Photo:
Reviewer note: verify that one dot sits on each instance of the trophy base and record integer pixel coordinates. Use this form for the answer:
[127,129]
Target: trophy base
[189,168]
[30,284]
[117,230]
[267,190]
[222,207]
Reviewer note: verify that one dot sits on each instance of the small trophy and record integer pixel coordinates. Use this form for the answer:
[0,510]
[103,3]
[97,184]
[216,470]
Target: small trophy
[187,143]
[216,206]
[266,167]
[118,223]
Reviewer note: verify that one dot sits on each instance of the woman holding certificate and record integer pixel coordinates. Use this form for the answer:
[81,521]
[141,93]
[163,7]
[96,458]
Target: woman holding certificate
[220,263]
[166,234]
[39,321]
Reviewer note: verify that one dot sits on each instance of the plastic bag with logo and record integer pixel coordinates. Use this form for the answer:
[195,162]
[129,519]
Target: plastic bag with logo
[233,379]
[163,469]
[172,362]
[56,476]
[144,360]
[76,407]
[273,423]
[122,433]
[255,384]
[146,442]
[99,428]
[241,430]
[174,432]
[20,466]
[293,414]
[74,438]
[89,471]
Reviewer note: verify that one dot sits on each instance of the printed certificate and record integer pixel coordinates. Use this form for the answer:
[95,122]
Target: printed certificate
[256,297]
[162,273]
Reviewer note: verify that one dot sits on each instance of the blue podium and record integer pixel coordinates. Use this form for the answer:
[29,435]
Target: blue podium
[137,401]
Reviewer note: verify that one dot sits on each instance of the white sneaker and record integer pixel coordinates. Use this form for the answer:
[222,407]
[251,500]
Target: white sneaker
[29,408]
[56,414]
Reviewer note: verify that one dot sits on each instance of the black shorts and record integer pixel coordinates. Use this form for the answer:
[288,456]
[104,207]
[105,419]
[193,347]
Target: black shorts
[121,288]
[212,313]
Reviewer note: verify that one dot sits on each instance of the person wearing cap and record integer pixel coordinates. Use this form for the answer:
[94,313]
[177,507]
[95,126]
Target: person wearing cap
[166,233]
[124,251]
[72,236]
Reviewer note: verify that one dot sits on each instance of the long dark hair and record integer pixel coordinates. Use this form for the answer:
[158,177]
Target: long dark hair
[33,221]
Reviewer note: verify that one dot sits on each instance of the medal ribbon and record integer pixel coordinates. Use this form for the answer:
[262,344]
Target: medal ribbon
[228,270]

•••

**What the task requires:** Using the material above, copy every line in which the string "pixel" occurs.

**Solution for this exercise:**
Reviewer note: verify that one dot sits on each instance of the trophy base and record integer pixel coordinates. Use this form for the answer:
Reviewer note: verify that one dot sits on each instance of the small trophy and record integer pixel coordinates. Use this form for the answer:
Reviewer note: verify that one dot sits on each instance of the woman holding certificate and record integer pixel coordinates. Use this form for the answer:
Reviewer note: verify that one dot sits on each instance of the plastic bag with logo and record integer pixel coordinates. Use this form for the answer:
Reviewer note: verify that one dot sits on each instance of the printed certificate and record integer pixel coordinates. Use this form for the answer:
Reviewer note: verify that one dot sits on each instance of the blue podium and record integer pixel coordinates. Use this form for the answer:
Reviewer note: verify that one dot sits on each instance of the white sneaker and record integer pixel coordinates. Use this form for the answer:
Reviewer note: verify that one dot sits on each instance of the black shorts and record integer pixel coordinates. Use this form for the answer:
Reviewer note: verify that one dot sits on each instance of the person wearing cap and record integer pixel coordinates. Use this form for the answer:
Reviewer note: verify that one dot sits on each instance of the long dark hair and record integer pixel coordinates. Use this form for the answer:
Reviewer note: verify that one dot sits on each instance of the medal ribbon and record integer pixel coordinates. Use this form for the answer:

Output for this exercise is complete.